◆ Vorliegender Auszug ◆
╭──

# Uncharted: Erster Trailer zur Spiele-Verfilmung mit Tom Holland und Mark Wahlberg



## PCGH-Redaktion (24. Oktober 2021)

Jetzt ist Deine Meinung zu *Uncharted: Erster Trailer zur Spiele-Verfilmung mit Tom Holland und Mark Wahlberg* gefragt.

					Bitte beachtet: Der Kommentarbereich wird gemäß der Forenregeln moderiert.

Hier geht es zum Artikel


----------



## MasterofHell (24. Oktober 2021)

Hat meiner Meinung nach nicht großartig was mit dem Spiel zu tun. Könnte auch ein ganz normaler Abenteuer Film sein. Man hätte die Darsteller lieber im Alter der Spielfiguren lassen sollen und Schauspieler aussuchen sollen die den Characteren im Spiel ähneln.


----------



## M1lchschnitte (24. Oktober 2021)

Sieht nach nix aus.
Dabei gab es doch schon die perfekten Voraussetzungen:





__ Youtube
				- Eingebundener Inhalt
			


__
youtube.com/watch/?v=v5CZQpqF_74

				
				An dieser Stelle findest du externe Inhalte von Youtube. Zum Schutz deiner persönlichen Daten werden externe Einbindungen erst angezeigt, wenn du dies durch Klick auf "Alle externen Inhalte laden" bestätigst:
			

Alle externen Inhalte laden

Ich bin damit einverstanden, dass mir externe Inhalte angezeigt werden. Damit werden personenbezogene Daten an Drittplattformen übermittelt. Für mehr Informationen besuche die Datenschutz-Seite.



Hätten sie mal darauf aufgebaut.


----------



## AzRa-eL (24. Oktober 2021)

Ich werd mir den Film weniger wegen Uncharted, sondern mehr wegen Mark und Tom reinziehen. Mag die beiden. Ob es dabei Uncharted ähnelt ist mir ehrlich gesagt schnuppe!


----------



## konsolen/pczocker (24. Oktober 2021)

Das sind leider einfach nicht Drake und Sully, auch nicht die jungen Versionen von ihnen. Wenigsten passt die Darstellerin für eine junge Chloe ganz gut. 
Wäre es kein Prequel- sondern Sequelfilm, hätten sie einfach Nathan Fillion als Nathan Drake nehmen können. Es ist wohl nicht abzustreiten, dass er als grobe Vorlage diente. (Der Designer war vielleicht Firefly Fan? ) Und für Chloe hätte man Claudia Black nehmen können, wie auch schon im Spiel.

╰──

[Einträge aus einem Zeige-Datensatz]
╭──

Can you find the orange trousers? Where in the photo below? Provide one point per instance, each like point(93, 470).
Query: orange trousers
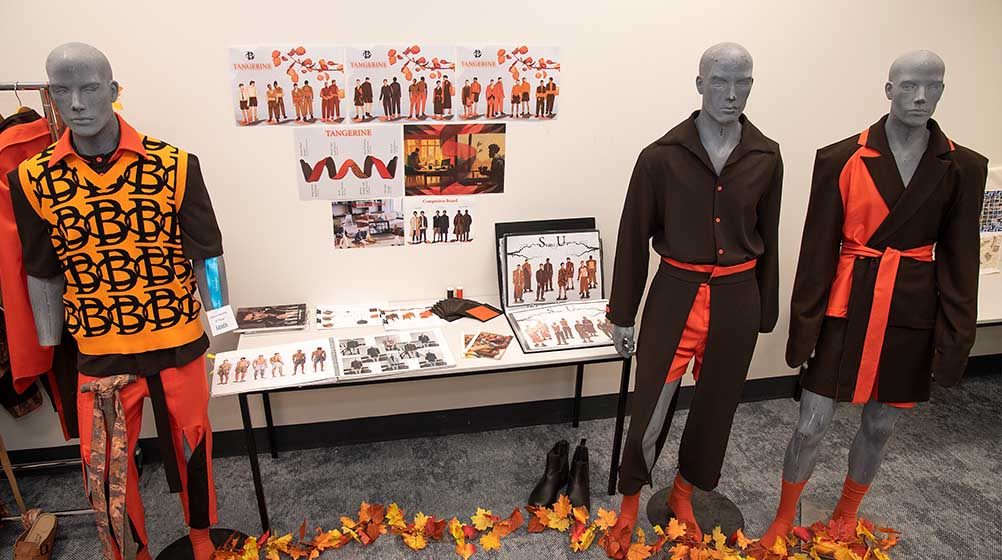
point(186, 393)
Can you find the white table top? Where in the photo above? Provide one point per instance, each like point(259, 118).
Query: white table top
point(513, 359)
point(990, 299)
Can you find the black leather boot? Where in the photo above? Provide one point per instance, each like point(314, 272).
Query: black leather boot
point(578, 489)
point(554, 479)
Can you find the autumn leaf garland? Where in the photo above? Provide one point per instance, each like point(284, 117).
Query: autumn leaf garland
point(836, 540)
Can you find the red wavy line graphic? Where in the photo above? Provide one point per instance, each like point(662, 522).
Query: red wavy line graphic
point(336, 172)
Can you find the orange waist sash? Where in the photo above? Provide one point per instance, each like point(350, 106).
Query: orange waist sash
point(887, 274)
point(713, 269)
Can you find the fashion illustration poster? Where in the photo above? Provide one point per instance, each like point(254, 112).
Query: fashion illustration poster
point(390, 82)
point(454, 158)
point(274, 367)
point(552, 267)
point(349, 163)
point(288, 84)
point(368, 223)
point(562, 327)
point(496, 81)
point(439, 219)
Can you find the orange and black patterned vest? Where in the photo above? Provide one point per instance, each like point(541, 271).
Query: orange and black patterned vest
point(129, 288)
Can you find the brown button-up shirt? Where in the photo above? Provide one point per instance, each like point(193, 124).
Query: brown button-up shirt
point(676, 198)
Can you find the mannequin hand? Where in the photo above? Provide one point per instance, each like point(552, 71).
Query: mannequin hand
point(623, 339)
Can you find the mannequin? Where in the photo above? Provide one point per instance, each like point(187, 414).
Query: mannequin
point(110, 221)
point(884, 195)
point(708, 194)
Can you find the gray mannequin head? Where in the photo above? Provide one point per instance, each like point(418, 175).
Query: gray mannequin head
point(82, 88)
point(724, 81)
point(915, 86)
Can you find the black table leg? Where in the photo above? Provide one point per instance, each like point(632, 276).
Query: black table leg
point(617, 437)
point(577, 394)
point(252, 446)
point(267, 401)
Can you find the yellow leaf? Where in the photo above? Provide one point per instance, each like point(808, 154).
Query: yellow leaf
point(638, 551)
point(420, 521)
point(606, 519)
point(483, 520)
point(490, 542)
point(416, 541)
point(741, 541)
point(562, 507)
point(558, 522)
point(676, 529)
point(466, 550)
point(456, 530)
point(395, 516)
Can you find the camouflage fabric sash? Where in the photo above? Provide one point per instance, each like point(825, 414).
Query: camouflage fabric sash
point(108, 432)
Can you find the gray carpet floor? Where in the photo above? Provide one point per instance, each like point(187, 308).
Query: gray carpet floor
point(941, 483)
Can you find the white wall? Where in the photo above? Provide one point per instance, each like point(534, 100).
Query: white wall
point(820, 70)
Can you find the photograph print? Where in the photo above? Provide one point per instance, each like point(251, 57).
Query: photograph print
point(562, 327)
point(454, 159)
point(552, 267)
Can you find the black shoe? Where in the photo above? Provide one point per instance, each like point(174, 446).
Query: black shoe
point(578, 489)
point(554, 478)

╰──

◆ Aufgabe A ◆
Beantworte anhand der Forumsdiskussion zum Uncharted-Trailer diese Fragen:
(i) Gemäß welchen Regeln wird der Kommentarbereich moderiert?
(ii) Wegen welcher beiden Darsteller will AzRa-eL sich den Film ansehen?
(iii) Wen hätte man laut konsolen/pczocker als Nathan Drake nehmen können, wenn es ein Sequelfilm wäre?
◆ Aufgabe B ◆
Entscheide für jede Aussage, ob sie mit der Forumsdiskussion zum Uncharted-Trailer übereinstimmt, und belege dein Urteil mit einem wörtlichen Zitat:
(i) MasterofHell findet, dass der Trailer viel mit dem Spiel zu tun hat.
(ii) konsolen/pczocker hält die Darstellerin der jungen Chloe für passend.
(iii) Externe Inhalte von Youtube werden ohne Bestätigung sofort angezeigt.
◆ Aufgabe C ◆
Führe die Forumsdiskussion zum Uncharted-Trailer im Anschluss an ihren letzten Satz fort.

◆ Schriftliche Antwort A ◆
(i) Der Kommentarbereich wird gemäß den Forenregeln moderiert.
(ii) AzRa-eL will sich den Film wegen Mark und Tom ansehen.
(iii) Man hätte Nathan Fillion als Nathan Drake nehmen können.

◆ Schriftliche Antwort B ◆
(i) Nein: „Hat meiner Meinung nach nicht großartig was mit dem Spiel zu tun."
(ii) Ja: „Wenigsten passt die Darstellerin für eine junge Chloe ganz gut."
(iii) Nein: „Zum Schutz deiner persönlichen Daten werden externe Einbindungen erst angezeigt, wenn du dies durch Klick auf "Alle externen Inhalte laden" bestätigst"

◆ Schriftliche Antwort C ◆
Abseits von unpassenden Darstellern hab ich nach dem Trailer aber ein viel größeres Problem damit, ob das überhaupt ein passendes Prequel werden kann. Die Szene mit dem Flugzeug ist fast eine 1:1 Kopie aus Uncharted 3. Soviel Pech kann nicht einmal Drake haben, dass er zweimal auf dieselbe Art aus dem Flugzeug fällt. Und das Piratenschiff in der Höhle haben sie aus Teil 4 geklaut. Macht der arme Kerl immer alles doppelt?

Eigentlich wurde Drakes Zeit vorm ersten Teil auch schon in Teil 3+4 angesprochen, hoffentlich kommt es nicht zu Widersprüchen, dass Sully Bart fehlt ist schon schlimm genug.


----------



## bulli007 (24. Oktober 2021)

für Uncharted ist die Schauspieler Auswahl absolut daneben......ich dachte erst das Wahlberg Drake sein soll, fand das schon nicht gut........Holland ist noch schlimmer.
Wenn man Uncharted ausblendet könnte es aber trotzdem ein guter Film werden, daher werde ich ihn auf jeden fall sehen!


----------



## Lotto (24. Oktober 2021)

bulli007 schrieb:


> für Uncharted ist die Schauspieler Auswahl absolut daneben......ich dachte erst das Wahlberg Drake sein soll, fand das schon nicht gut........Holland ist noch schlimmer.
> Wenn man Uncharted ausblendet könnte es aber trotzdem ein guter Film werden, daher werde ich ihn auf jeden fall sehen!


Wahrscheinlich denken sie, dass sie somit ein größerer Publikum erreichen, was durchaus funktionieren kann. Gibt bestimmt etliche die dann nur wegen Tom Holland reingehen und Uncharted gar nicht kennen.
Das kein anderer Name gewählt wurde ist natürlich Absicht, denn so gucken sich, wie du schon selber festgestellt hast, auch die Uncharted Fans den Streifen an.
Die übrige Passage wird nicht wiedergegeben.